Aim. Output exactly, please, the lines of the records below from the one containing "the houseboat deck" through the final line.

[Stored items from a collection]
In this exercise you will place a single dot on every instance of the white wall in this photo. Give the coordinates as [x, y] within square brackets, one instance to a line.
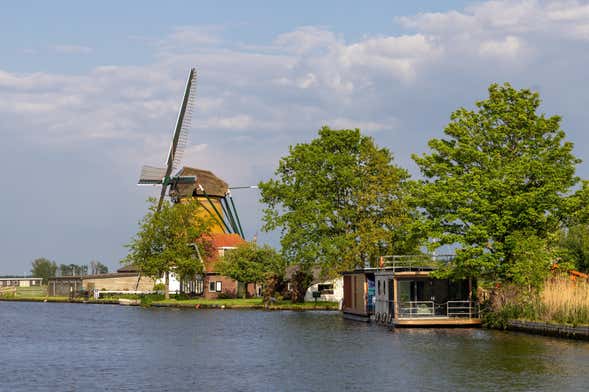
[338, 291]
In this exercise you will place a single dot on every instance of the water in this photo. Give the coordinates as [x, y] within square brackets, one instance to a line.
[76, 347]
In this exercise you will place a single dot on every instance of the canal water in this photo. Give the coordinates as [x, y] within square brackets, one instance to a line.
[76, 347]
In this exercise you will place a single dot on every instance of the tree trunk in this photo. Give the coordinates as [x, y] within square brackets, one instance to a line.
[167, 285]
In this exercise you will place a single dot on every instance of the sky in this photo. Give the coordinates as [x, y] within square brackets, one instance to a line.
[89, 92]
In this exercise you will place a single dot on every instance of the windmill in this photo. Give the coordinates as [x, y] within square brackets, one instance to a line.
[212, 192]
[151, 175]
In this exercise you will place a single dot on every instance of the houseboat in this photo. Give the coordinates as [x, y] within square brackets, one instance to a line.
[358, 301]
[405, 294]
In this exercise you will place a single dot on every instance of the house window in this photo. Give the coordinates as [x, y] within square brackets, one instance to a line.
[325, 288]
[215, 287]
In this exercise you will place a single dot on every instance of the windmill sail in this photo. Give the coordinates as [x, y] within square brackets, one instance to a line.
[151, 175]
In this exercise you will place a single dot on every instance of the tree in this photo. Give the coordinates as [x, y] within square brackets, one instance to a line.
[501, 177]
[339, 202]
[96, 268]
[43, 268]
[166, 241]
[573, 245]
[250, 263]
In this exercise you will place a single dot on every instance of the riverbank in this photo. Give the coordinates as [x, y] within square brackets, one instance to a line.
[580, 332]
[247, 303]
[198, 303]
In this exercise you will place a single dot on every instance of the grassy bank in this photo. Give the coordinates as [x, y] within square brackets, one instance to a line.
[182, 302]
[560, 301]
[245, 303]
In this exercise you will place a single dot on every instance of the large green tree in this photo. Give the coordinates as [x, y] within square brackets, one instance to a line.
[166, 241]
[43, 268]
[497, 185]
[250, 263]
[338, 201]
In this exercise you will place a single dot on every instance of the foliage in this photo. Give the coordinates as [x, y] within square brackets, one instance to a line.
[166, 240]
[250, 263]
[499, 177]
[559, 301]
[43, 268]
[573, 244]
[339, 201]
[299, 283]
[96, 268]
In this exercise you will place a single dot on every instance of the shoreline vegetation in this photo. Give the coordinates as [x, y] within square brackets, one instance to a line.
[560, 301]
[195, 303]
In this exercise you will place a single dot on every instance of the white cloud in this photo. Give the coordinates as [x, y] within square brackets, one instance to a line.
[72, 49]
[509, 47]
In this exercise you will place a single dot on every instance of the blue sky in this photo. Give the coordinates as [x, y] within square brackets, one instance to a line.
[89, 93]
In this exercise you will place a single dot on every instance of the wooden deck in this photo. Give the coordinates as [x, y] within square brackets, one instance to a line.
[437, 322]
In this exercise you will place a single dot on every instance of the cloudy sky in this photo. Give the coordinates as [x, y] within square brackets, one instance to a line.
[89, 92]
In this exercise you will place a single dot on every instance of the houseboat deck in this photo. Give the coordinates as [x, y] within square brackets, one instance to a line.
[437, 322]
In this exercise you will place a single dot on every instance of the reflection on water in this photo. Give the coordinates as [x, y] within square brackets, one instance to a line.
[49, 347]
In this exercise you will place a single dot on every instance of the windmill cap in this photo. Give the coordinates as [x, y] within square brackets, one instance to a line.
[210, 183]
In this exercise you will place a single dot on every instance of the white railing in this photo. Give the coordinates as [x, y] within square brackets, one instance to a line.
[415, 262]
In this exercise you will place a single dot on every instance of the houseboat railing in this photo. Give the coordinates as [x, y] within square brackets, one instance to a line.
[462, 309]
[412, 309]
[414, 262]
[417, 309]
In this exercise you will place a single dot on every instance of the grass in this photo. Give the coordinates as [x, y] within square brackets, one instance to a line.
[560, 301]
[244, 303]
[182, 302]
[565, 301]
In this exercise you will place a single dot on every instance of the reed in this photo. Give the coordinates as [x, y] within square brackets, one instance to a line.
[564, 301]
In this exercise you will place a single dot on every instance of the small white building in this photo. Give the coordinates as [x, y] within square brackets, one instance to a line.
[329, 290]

Completed exercise.
In this exercise you will place a single dot on every instance of the houseboat deck in this photo. Give the coordinates as [x, y] within square brackets, one instance to a line.
[437, 322]
In this exercise you will place a single dot on every instance of the reflection on water in this photo. Give the coordinates as [x, y] within square brackets, one instance to a line.
[49, 347]
In this exercise you will place a single dot on every instance of the windmill cap in this photo. Give the coordinates as [x, y] within square brackets, one instance to a line.
[210, 183]
In this exercise you will place a single dot on every instance of the white railing in this photo. Give the coordinates as [x, y] within square brackets, one instance to a line.
[415, 262]
In this exercise you will place a single dot on every instance of the houseboat railing in this photo. Give the coordinates as [x, y] within square brackets, one instance to a line.
[462, 309]
[412, 309]
[414, 262]
[417, 309]
In this exercise you will place a single dot on every instance of the grass in this photo. Give the coordinates as [x, y] within square brackets, one instance to a line.
[560, 301]
[244, 303]
[182, 302]
[565, 301]
In this exercise you will place a single dot on every instance of the reed in this photo. Give the coordinates as [x, y] within square brackets, one instance to a line.
[564, 301]
In this exercise you will place a single dot on every instance of the small white building in this photo. Give the coordinates as [x, y] within square brackets, one instance to a line.
[329, 290]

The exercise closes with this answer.